**Task to complete:** Please write out the lines that follow as a numbered list, omitting any blank lines.

**Dataset records:**

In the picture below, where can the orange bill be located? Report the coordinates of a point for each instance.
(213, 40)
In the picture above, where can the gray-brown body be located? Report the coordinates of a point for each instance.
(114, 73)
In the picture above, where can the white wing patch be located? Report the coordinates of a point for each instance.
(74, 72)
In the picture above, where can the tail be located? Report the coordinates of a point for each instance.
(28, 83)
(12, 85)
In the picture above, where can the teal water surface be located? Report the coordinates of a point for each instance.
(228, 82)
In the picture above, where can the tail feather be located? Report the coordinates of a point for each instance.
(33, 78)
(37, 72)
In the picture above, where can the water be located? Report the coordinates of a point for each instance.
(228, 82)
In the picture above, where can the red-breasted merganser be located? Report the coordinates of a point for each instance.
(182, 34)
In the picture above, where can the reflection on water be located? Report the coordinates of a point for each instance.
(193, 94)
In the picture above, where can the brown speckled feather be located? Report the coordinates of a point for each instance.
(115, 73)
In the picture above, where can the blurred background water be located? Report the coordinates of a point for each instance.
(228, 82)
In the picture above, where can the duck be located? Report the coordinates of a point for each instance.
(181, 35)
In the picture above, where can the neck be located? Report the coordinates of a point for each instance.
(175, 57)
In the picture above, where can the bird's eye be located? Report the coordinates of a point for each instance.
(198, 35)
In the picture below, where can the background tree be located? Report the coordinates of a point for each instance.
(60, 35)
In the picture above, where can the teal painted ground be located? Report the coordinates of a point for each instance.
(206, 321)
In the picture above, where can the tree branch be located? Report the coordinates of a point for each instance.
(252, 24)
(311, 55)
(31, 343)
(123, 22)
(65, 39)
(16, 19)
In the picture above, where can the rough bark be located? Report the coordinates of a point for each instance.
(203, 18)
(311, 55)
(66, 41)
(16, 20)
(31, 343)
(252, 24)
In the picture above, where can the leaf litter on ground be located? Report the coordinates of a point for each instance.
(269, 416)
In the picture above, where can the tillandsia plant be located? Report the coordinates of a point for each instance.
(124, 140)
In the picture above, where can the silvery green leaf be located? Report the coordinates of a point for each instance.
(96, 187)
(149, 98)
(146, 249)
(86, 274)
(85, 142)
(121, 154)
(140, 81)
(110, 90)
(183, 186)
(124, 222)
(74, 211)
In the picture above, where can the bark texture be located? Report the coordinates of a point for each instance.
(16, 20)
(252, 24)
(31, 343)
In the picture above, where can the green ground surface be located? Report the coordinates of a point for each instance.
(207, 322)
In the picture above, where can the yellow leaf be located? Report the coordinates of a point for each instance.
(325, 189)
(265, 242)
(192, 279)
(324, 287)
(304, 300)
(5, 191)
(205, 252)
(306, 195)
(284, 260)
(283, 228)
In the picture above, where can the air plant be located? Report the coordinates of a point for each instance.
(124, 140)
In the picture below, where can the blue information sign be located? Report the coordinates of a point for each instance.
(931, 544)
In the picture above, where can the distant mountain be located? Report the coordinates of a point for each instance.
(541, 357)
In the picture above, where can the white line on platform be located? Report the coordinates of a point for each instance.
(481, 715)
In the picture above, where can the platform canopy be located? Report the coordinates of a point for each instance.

**Answer to the task:**
1. In the picture below, where can the orange bill be located? Report the coordinates of a point for each instance.
2. (213, 40)
3. In the picture above, where can the gray-brown body be located? Report the coordinates of a point for each instance.
4. (114, 73)
5. In the picture above, where can the white wing patch be located? Report the coordinates of a point for each instance.
6. (74, 72)
7. In the picture above, where can the tail be located? Report the coordinates of a point for each instance.
8. (28, 83)
9. (12, 85)
10. In the picture above, where can the teal water surface be located? Report the coordinates of a point for each instance.
11. (228, 82)
12. In the picture above, where can the tail feather be located? Report the coordinates of a point for each instance.
13. (33, 78)
14. (37, 72)
15. In the picture above, where can the water be located? Report the coordinates of a point for each instance.
16. (228, 82)
17. In the picture above, where can the red-breasted merganser be located? Report the coordinates of a point for each instance.
18. (182, 34)
19. In the picture above, where can the reflection on water be located? Report the coordinates of a point for each instance.
20. (193, 94)
21. In the picture above, where can the brown speckled feather be located? Report the coordinates of a point for each instance.
22. (115, 73)
23. In the picture above, where can the blurred background water be located? Report the coordinates of a point for each instance.
24. (228, 82)
25. In the picture above, where can the duck be located? Report the coordinates of a point for each instance.
26. (181, 35)
27. In the picture above, where can the neck be located? Report the coordinates of a point for each instance.
28. (175, 57)
29. In the picture above, where can the bird's eye be located? Report the coordinates of a point for each instance.
30. (198, 35)
31. In the picture below, where can the background tree be located? Report the coordinates of a point for each instance.
32. (60, 35)
33. In the picture above, where can the teal painted ground be located? Report the coordinates of a point for each instance.
34. (206, 321)
35. In the picture above, where can the tree branch be located? Report the coordinates of a point for each instance.
36. (252, 24)
37. (311, 55)
38. (31, 343)
39. (123, 22)
40. (65, 39)
41. (16, 19)
42. In the picture above, where can the rough bark be located? Report the coordinates of a point for each instance.
43. (203, 18)
44. (311, 55)
45. (66, 41)
46. (16, 20)
47. (31, 343)
48. (252, 24)
49. In the picture above, where can the leaf litter on ground be located? Report the coordinates of a point for each instance.
50. (269, 416)
51. In the picture above, where can the tillandsia plant be located? Report the coordinates of a point for each instance.
52. (124, 140)
53. In the picture above, where can the silvery green leaf be located? Report the coordinates of a point for each instance.
54. (96, 187)
55. (149, 98)
56. (146, 249)
57. (86, 274)
58. (85, 142)
59. (121, 154)
60. (140, 81)
61. (110, 90)
62. (183, 186)
63. (124, 222)
64. (74, 211)
65. In the picture above, where can the bark texture be located? Report the coordinates of a point for each instance.
66. (16, 20)
67. (252, 24)
68. (31, 343)
69. In the picture above, where can the green ground surface be located? Report the coordinates of a point for each instance.
70. (207, 322)
71. In the picture above, where can the yellow leaf be located? Report the coordinates of a point for each instance.
72. (325, 189)
73. (265, 242)
74. (192, 279)
75. (324, 287)
76. (304, 300)
77. (5, 191)
78. (205, 252)
79. (306, 195)
80. (284, 260)
81. (283, 228)
82. In the picture above, where can the air plant be located? Report the coordinates of a point for each instance.
83. (124, 140)
84. In the picture below, where can the blue information sign be located? Report the coordinates of a point for each instance.
85. (931, 544)
86. In the picture above, where can the distant mountain be located? Report the coordinates of a point for each instance.
87. (541, 357)
88. In the picture above, where can the white line on platform be located? Report the coordinates of a point for each instance.
89. (481, 715)
90. In the picture above, where can the platform canopy be located? Report the coordinates of a point for each instance.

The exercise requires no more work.